> _WRITTEN TASK_
From the rows below, keep only the lines that contain the string "temple", and treat uppercase and lowercase letters as distinct.

Point-based annotation data:
=======

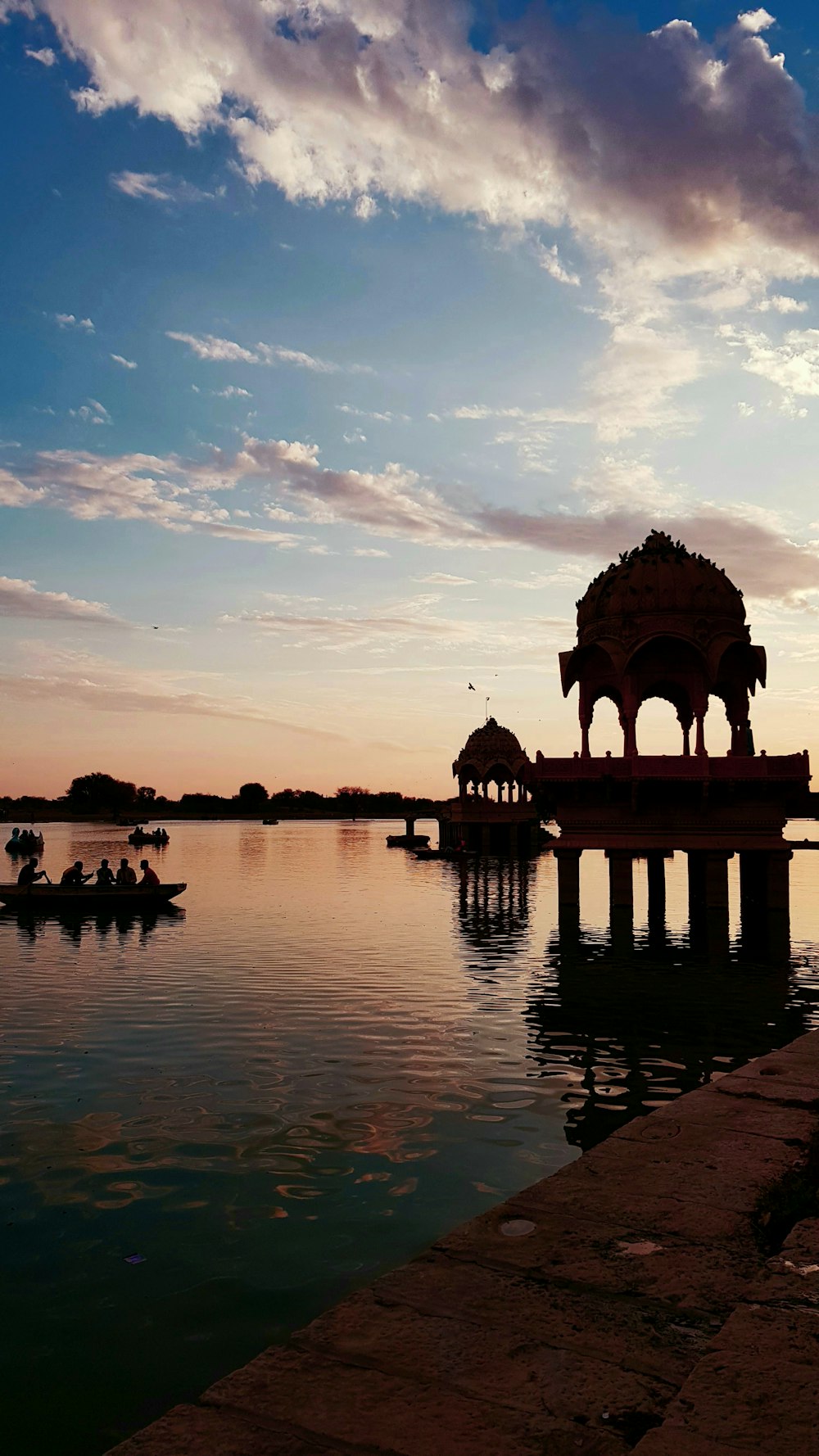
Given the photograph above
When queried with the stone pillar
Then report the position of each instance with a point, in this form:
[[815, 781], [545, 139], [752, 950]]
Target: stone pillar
[[699, 744], [621, 884], [568, 879], [656, 885]]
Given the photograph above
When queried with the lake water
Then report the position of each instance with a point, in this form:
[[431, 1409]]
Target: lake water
[[330, 1056]]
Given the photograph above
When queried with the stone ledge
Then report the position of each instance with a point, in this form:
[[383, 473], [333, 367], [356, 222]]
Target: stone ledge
[[626, 1304]]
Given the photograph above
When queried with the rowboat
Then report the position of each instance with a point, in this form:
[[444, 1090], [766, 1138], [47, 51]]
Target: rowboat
[[86, 898]]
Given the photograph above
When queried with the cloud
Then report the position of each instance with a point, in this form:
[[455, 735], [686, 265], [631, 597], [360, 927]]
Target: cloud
[[69, 321], [780, 303], [159, 187], [175, 494], [662, 136], [92, 414], [20, 599], [215, 350], [548, 260], [793, 364], [99, 686], [445, 578], [383, 415]]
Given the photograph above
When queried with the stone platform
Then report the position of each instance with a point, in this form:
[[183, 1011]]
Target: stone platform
[[658, 1296]]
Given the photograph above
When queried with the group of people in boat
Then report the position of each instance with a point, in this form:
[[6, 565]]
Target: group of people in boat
[[24, 842], [153, 836], [106, 879]]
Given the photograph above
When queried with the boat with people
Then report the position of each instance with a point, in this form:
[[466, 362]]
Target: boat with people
[[25, 842], [156, 836], [88, 898]]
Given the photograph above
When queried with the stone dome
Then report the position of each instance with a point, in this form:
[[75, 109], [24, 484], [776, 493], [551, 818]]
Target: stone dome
[[659, 578], [488, 746]]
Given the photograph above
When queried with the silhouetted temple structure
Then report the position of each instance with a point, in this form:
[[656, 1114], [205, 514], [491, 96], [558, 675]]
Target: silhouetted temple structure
[[667, 623], [506, 825]]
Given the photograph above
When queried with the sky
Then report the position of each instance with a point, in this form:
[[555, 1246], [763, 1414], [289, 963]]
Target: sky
[[344, 342]]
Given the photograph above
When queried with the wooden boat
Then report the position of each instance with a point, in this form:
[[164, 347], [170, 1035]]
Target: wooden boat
[[86, 898]]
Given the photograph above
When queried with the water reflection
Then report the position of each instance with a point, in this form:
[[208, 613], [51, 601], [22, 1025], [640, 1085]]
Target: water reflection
[[73, 926], [622, 1020]]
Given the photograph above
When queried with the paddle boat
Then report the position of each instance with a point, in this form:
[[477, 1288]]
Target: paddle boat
[[156, 836], [25, 843], [86, 898]]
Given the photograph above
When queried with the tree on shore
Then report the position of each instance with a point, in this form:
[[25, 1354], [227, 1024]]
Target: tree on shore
[[252, 797]]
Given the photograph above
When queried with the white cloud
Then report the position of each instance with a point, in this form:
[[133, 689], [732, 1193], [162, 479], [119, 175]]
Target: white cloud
[[793, 364], [92, 414], [159, 187], [445, 578], [216, 350], [383, 415], [663, 138], [22, 599], [548, 258], [93, 685], [69, 321], [780, 303]]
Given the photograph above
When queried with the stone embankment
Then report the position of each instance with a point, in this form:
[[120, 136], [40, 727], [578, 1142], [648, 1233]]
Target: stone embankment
[[658, 1296]]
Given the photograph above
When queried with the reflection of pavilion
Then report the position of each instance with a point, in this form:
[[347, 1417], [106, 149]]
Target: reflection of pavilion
[[500, 823], [645, 1027], [665, 623]]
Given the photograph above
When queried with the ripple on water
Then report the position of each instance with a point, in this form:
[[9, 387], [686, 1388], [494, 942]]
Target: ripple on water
[[330, 1057]]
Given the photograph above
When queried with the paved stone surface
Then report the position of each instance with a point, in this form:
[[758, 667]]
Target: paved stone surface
[[659, 1296]]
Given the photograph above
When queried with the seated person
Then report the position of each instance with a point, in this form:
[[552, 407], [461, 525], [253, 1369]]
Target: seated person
[[75, 874], [125, 875], [29, 872], [151, 879], [104, 874]]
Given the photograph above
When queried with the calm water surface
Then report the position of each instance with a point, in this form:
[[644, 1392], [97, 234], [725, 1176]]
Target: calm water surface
[[331, 1056]]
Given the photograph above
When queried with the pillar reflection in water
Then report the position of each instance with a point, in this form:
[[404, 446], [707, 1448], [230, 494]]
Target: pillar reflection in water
[[624, 1018]]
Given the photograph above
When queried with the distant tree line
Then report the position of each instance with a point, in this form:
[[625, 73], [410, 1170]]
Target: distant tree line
[[102, 797]]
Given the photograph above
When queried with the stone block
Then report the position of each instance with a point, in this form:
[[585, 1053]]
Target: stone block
[[510, 1366], [363, 1407], [188, 1430], [611, 1257], [759, 1388], [707, 1108], [646, 1338]]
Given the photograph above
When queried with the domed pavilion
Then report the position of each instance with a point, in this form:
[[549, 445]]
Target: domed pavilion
[[665, 622]]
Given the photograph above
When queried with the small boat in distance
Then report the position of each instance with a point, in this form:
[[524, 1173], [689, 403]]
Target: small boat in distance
[[88, 898], [156, 836]]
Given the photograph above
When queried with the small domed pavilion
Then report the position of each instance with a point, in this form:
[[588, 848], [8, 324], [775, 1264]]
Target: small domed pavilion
[[663, 622], [491, 754]]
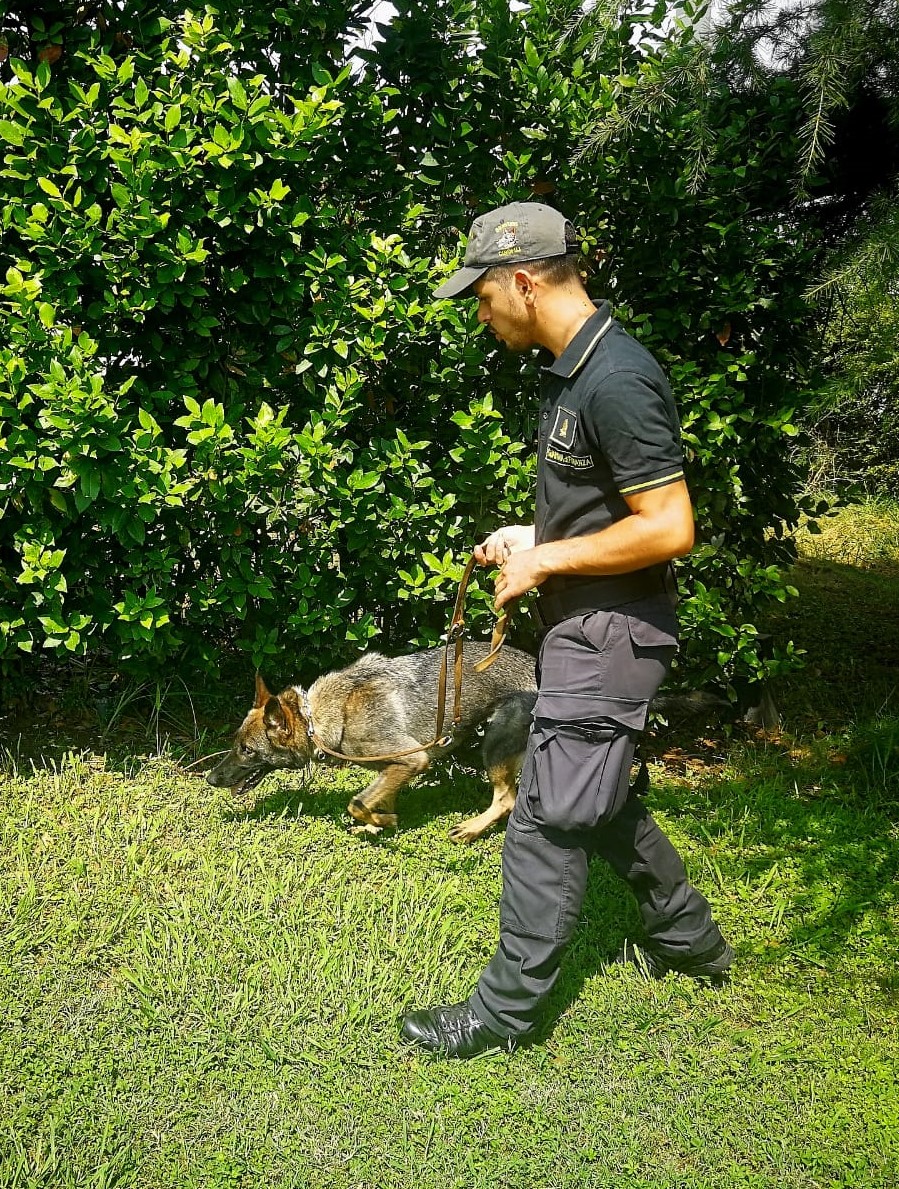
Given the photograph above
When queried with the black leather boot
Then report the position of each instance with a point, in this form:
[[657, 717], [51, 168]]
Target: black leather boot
[[452, 1031]]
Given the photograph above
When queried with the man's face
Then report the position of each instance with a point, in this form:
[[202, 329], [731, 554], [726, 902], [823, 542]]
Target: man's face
[[505, 313]]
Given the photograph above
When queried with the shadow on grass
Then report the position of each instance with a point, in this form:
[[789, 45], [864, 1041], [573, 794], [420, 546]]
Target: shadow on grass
[[800, 857]]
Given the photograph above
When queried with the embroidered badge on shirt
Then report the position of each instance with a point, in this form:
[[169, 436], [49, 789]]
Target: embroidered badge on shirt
[[565, 429], [507, 238]]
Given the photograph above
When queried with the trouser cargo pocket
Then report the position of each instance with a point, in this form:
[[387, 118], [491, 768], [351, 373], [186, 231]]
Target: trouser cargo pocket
[[576, 775]]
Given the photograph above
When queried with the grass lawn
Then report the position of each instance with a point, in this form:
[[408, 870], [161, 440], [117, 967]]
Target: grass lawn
[[195, 993]]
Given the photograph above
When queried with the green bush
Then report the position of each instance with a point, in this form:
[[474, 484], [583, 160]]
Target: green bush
[[228, 410]]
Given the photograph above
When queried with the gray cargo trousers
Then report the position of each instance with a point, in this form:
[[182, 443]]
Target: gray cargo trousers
[[596, 677]]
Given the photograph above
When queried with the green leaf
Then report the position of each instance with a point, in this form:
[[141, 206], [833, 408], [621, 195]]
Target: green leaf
[[12, 133]]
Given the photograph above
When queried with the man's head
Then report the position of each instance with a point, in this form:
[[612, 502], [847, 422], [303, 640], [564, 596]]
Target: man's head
[[519, 233], [522, 264]]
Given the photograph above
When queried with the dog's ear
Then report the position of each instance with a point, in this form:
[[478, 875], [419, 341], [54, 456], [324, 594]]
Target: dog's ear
[[276, 717], [262, 693]]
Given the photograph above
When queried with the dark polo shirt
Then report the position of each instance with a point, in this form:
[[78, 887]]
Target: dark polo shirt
[[608, 428]]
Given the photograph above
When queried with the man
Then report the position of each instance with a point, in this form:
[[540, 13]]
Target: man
[[613, 510]]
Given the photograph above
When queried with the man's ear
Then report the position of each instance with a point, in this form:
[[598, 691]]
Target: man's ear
[[525, 284]]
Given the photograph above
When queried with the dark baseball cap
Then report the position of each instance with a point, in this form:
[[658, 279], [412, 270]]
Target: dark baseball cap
[[510, 234]]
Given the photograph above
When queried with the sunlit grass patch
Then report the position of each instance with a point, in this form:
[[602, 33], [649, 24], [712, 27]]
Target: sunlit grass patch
[[861, 534]]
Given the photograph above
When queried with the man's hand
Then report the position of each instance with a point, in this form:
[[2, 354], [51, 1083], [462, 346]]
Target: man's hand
[[502, 543], [520, 573]]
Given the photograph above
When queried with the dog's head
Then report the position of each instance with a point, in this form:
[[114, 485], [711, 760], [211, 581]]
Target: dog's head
[[274, 735]]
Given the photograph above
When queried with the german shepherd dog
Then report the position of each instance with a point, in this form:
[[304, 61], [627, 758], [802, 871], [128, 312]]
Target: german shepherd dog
[[379, 706]]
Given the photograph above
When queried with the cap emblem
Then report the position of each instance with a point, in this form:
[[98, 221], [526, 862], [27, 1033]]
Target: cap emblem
[[507, 238]]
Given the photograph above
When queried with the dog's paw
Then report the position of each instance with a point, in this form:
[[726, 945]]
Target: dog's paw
[[365, 816], [366, 829]]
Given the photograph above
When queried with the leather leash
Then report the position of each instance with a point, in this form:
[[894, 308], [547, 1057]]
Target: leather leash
[[454, 636]]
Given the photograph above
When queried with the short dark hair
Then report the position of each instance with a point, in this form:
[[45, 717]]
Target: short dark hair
[[557, 270]]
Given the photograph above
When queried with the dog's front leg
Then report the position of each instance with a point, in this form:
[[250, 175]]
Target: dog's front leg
[[375, 807]]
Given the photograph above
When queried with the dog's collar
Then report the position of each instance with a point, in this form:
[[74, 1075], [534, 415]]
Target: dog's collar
[[305, 709]]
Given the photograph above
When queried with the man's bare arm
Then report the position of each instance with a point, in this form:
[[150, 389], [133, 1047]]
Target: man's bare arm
[[660, 528]]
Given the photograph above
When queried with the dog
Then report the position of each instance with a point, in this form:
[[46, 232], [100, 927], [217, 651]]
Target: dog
[[379, 706]]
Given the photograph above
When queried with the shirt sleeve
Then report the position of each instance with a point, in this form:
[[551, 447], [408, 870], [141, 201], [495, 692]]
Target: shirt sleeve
[[634, 422]]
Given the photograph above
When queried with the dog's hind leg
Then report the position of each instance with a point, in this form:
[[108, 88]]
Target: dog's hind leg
[[375, 809], [504, 742]]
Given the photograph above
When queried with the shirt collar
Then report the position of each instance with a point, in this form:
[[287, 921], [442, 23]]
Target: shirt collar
[[582, 346]]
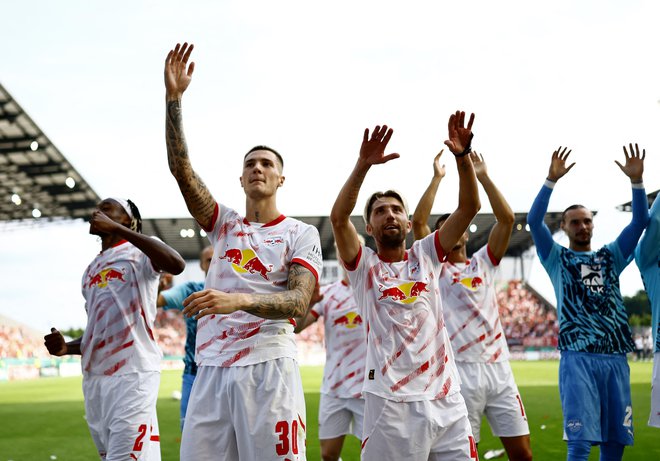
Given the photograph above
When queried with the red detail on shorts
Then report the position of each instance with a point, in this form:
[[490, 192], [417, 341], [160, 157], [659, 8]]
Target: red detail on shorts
[[239, 355]]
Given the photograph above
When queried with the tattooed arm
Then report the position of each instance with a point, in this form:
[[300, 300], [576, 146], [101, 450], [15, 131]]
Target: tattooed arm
[[178, 75], [287, 304]]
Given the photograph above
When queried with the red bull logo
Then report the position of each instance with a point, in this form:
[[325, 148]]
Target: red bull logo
[[349, 320], [471, 283], [102, 278], [246, 261], [405, 293]]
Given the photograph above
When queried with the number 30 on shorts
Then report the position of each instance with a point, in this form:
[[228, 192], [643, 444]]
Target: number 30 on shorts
[[288, 437]]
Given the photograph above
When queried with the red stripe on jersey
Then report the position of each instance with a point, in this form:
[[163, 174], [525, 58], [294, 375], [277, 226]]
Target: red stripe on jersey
[[495, 355], [113, 369], [491, 256], [418, 320], [239, 355], [351, 266], [144, 317], [438, 248], [307, 266]]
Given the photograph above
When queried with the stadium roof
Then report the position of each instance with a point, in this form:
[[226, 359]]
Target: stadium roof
[[35, 175], [628, 205], [185, 235], [36, 180]]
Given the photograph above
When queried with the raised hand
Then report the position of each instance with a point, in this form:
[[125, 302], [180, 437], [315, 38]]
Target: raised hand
[[634, 167], [178, 73], [372, 150], [460, 136], [558, 166], [55, 343], [479, 165], [439, 171], [100, 222]]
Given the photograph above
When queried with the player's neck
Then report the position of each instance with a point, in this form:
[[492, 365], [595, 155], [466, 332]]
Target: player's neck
[[577, 246], [109, 240], [262, 210], [392, 254], [457, 256]]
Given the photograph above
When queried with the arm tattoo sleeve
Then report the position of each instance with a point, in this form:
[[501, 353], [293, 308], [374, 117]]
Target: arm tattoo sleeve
[[288, 304], [199, 200]]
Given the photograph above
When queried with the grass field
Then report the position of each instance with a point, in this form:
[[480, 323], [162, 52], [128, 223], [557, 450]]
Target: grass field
[[44, 418]]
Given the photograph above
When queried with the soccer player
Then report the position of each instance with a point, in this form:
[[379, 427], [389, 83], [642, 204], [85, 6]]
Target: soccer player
[[594, 335], [467, 288], [341, 408], [647, 257], [120, 357], [173, 299], [413, 407], [247, 401]]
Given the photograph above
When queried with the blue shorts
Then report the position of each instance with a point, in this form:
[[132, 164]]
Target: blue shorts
[[595, 397]]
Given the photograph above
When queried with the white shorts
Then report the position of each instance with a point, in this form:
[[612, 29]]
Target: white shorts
[[489, 389], [417, 431], [338, 416], [251, 413], [654, 418], [121, 415]]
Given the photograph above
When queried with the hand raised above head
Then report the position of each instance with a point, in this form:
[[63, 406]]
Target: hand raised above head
[[439, 171], [460, 136], [634, 167], [178, 73], [558, 166], [372, 150]]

=======

> _RESULT OF THIS EXERCISE_
When queried with the silhouetted temple structure
Target: silhouetted temple structure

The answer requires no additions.